## [Assigned task]
Each line below must be transcribed exactly, and no picture may appear in the transcription.
Data provided below:
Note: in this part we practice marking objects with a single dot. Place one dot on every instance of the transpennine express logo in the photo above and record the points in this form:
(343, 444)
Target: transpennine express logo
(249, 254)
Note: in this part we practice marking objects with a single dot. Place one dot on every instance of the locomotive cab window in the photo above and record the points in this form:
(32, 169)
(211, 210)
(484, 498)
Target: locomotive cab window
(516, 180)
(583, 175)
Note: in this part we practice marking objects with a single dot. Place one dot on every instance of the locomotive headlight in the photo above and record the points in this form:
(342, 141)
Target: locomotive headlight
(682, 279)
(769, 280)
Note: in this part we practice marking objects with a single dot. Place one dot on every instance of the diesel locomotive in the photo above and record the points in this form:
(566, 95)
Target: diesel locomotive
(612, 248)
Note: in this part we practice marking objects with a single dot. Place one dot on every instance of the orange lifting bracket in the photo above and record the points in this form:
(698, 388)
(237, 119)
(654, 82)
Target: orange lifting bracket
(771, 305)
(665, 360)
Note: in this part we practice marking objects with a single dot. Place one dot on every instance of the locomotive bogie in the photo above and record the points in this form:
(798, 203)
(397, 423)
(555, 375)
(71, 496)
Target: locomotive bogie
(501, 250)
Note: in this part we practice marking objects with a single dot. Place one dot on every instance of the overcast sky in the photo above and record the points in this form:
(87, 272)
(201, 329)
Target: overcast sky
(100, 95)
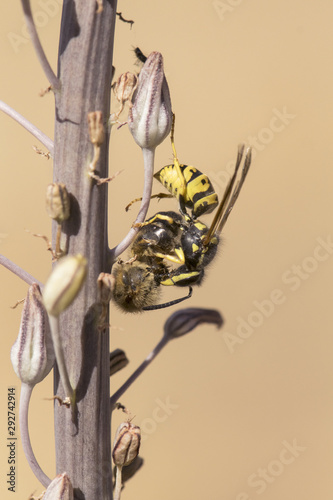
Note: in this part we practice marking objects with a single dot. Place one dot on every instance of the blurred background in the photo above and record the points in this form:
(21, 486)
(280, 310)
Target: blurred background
(245, 411)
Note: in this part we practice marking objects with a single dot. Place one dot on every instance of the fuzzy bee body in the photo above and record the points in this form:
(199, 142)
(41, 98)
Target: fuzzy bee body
(174, 249)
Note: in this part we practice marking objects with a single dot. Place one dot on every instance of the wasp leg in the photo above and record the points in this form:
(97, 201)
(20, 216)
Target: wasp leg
(158, 195)
(182, 182)
(183, 277)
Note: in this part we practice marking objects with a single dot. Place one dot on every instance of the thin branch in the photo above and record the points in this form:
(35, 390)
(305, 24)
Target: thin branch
(25, 396)
(46, 141)
(148, 159)
(49, 73)
(60, 357)
(21, 273)
(151, 356)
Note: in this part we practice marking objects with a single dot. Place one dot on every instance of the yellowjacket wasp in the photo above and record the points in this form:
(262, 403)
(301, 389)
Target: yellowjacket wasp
(178, 239)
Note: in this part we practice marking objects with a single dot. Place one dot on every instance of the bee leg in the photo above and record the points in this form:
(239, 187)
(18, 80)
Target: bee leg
(183, 277)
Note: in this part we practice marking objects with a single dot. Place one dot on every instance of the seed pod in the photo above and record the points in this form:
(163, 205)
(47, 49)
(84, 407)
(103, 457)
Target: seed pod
(64, 283)
(96, 127)
(150, 116)
(57, 202)
(185, 320)
(126, 444)
(118, 361)
(32, 354)
(125, 86)
(59, 489)
(105, 283)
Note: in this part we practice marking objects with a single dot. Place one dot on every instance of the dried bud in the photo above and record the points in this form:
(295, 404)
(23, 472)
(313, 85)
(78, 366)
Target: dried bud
(126, 444)
(185, 320)
(59, 489)
(57, 202)
(105, 283)
(150, 116)
(32, 354)
(125, 86)
(118, 361)
(96, 127)
(130, 470)
(64, 283)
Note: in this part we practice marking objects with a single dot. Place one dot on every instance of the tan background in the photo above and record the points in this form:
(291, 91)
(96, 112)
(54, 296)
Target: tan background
(231, 66)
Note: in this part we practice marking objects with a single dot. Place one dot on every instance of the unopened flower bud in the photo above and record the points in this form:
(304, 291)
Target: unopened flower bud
(96, 127)
(118, 361)
(185, 320)
(125, 86)
(105, 284)
(59, 489)
(130, 470)
(126, 444)
(64, 283)
(57, 202)
(150, 116)
(32, 354)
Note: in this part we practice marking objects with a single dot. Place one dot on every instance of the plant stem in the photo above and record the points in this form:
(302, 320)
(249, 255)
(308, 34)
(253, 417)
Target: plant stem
(46, 141)
(148, 160)
(21, 273)
(83, 439)
(117, 490)
(54, 81)
(25, 396)
(151, 356)
(59, 353)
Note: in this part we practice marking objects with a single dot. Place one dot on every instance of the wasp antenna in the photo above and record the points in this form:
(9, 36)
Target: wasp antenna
(168, 304)
(172, 136)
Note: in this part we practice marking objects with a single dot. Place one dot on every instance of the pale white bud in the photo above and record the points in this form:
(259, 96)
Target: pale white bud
(64, 283)
(150, 116)
(126, 444)
(32, 354)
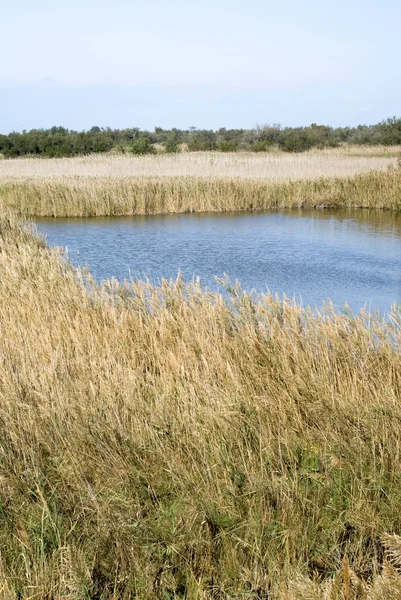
End of Data provided.
## [Task result]
Note: in this part we practice marking objects with a single dot. Place one dot on every instance of the transpennine express logo in the photo above and record the points in this form:
(343, 444)
Target: transpennine express logo
(249, 254)
Note: in this part we practice marking objects with a single dot. Place one dot on every instance of the locomotive cab window in the photo above and record the points in this form:
(32, 169)
(211, 210)
(484, 498)
Target: locomotive cab window
(516, 180)
(583, 175)
Note: in this part we practice marking objects with a single dot. Place one dot on every instance of the locomotive headlight in the photo above and record the points in this form:
(342, 141)
Target: locomotive headlight
(682, 279)
(769, 280)
Note: in this part we practice marking objects with a single dot. Place one dot on every instance of the diesel locomotive in the photo above and record the points in this form:
(566, 95)
Target: diesel locomotive
(612, 248)
Note: in this part we practice marking objects with a single dot. Place one dot on every instance of the orange lifting bracket in the photo above and record the points in this form:
(698, 388)
(237, 119)
(654, 82)
Target: orange lifting bracket
(771, 305)
(665, 360)
Note: in this part we practice marking objects with a single dot. Place one dot on every instance of the locomotive bogie in the photo above and record the points in this form:
(798, 203)
(397, 423)
(555, 375)
(71, 496)
Target: locomotive bogie
(501, 250)
Note: in this part we practice marking objects with a single dot. Place one dot on every instance of the overcast sky in the photo above and record the points in this form:
(87, 272)
(201, 329)
Target: overcast sky
(100, 95)
Note: in this part we practice marking objects with a single dot. Place one dot on every instance of the blurred background in the photo above and record the points in this form:
(21, 486)
(280, 310)
Target: blurred background
(245, 411)
Note: in this part we practice marking objects with a single dot. Place one dot on every instance of the fuzzy bee body in the photo above and record the points in this form:
(199, 142)
(41, 98)
Target: fuzzy bee body
(174, 249)
Note: in this part we practice marking objects with a single dot. Place one dot on every instance of the wasp leg in the photo above and record the points in this form:
(97, 201)
(20, 216)
Target: wasp leg
(158, 195)
(182, 182)
(183, 277)
Note: in this part we practice marking objects with a single dot. Place one dot on every instance of the thin branch in the photo above and record the points in this form:
(35, 390)
(305, 24)
Target: thin branch
(25, 396)
(46, 141)
(148, 159)
(49, 73)
(60, 357)
(21, 273)
(151, 356)
Note: in this part we practice marking objects with a single dot. Place one dot on every instance of the yellowjacket wasp in the photo above and record the points in this form:
(262, 403)
(301, 389)
Target: yellowjacket wasp
(178, 239)
Note: in this part we practice marking objects with a single dot. Place one dot on every instance of the bee leg in the photo above and record the points in this form:
(239, 187)
(18, 80)
Target: bee leg
(183, 277)
Note: in this part we practice marking objects with a single dot. Place one dot on every instance of the seed pod in the photo above and record the points in this form:
(163, 205)
(47, 49)
(84, 407)
(103, 457)
Target: seed pod
(64, 283)
(96, 127)
(150, 116)
(57, 202)
(185, 320)
(126, 444)
(118, 361)
(32, 354)
(125, 86)
(59, 489)
(105, 283)
Note: in this part we practice marking objects with a single dot. Place one dot on every instance of the dried bud in the photo above and record the points in this form:
(295, 404)
(23, 472)
(313, 85)
(78, 366)
Target: dried bud
(126, 444)
(185, 320)
(59, 489)
(57, 202)
(105, 283)
(150, 116)
(32, 354)
(125, 86)
(118, 361)
(96, 127)
(130, 470)
(64, 283)
Note: in this part we practice marking objects with a single dot. Place one dot on every instance of the tan background in the photo above and record the points in this form:
(291, 91)
(96, 112)
(54, 296)
Target: tan background
(231, 66)
Note: in this part we practice marking objects with a single dot. Place one dot on every instance of the unopened flower bud in the photo above and record the points in this form:
(304, 291)
Target: unopened flower bud
(96, 127)
(118, 361)
(185, 320)
(125, 86)
(105, 284)
(59, 489)
(130, 470)
(126, 444)
(64, 283)
(57, 202)
(150, 116)
(32, 354)
Note: in this part we practice marking objects with a single dot. Place one dot on every instance of the plant stem in the photo above and record the points in this form:
(302, 320)
(249, 255)
(308, 34)
(253, 417)
Target: plant stem
(46, 141)
(148, 160)
(21, 273)
(83, 439)
(117, 490)
(54, 81)
(25, 396)
(151, 356)
(59, 353)
Note: in this part we practice marking objects with a single dot. Place one dot on every instance of the wasp antenna in the photo above and record the points in this form:
(9, 36)
Target: wasp antenna
(168, 304)
(172, 136)
Note: in this part we practice marking objects with a single dot. Place one dot on every instance of the pale white bud in the photo above and record the points in this form:
(259, 96)
Target: pale white bud
(64, 283)
(150, 116)
(126, 444)
(32, 354)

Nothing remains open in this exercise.